▶ JOB: Extract exactly the range of lines bounded by the line containing "point: number 2" and the final line of the listing, both ends included, and no other lines.

▶ ENTRIES SUPPLIED:
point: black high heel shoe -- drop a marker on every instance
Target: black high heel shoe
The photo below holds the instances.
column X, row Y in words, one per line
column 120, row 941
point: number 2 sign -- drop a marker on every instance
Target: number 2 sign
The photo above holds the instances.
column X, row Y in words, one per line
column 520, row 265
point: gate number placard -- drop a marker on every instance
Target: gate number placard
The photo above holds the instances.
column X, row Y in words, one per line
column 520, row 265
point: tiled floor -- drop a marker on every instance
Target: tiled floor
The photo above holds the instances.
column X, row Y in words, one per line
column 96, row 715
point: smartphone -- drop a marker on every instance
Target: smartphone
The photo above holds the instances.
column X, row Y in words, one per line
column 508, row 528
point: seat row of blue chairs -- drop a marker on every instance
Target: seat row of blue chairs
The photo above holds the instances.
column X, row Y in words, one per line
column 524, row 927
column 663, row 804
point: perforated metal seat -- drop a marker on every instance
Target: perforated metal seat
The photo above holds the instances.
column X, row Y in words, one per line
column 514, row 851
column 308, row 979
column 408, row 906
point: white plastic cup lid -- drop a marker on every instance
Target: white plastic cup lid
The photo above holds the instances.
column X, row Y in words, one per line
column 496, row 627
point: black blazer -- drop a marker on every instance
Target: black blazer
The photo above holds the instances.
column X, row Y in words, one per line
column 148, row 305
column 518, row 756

▶ TASK RESPONSE:
point: number 2 sign -- drop a marker on every instance
Target: number 2 sign
The photo above holds the instances.
column X, row Y in words, one per line
column 520, row 265
point: gate number placard -- drop a marker on every instance
Target: gate number placard
The photo above holds the instances.
column X, row Y in words, one per line
column 520, row 265
point: tiled floor -- drop a marker on every instance
Target: tiled floor
The photo above holds the instances.
column X, row Y in words, one per line
column 96, row 715
point: smartphone -- drop a marker on every instance
Target: smartphone
The photo above holds the instances.
column X, row Y in words, one per line
column 508, row 528
point: seat row of blue chairs -- drop a marker on every instance
Target: seat row of blue chairs
The photo above holds the instances.
column X, row Y in words, one per line
column 524, row 927
column 663, row 804
point: perforated metal seat -- drop a marker on every instance
Target: perforated metal seat
The photo above holds the instances.
column X, row Y in words, one per line
column 514, row 851
column 308, row 979
column 408, row 906
point: white plastic cup lid -- drop a marker on every instance
Target: white plastic cup lid
The photo above holds the instances.
column X, row Y in words, one per line
column 496, row 627
point: black blazer -- drop a marker on every instance
Target: black blazer
The photo above holds the instances.
column X, row Y in words, one per line
column 148, row 305
column 518, row 756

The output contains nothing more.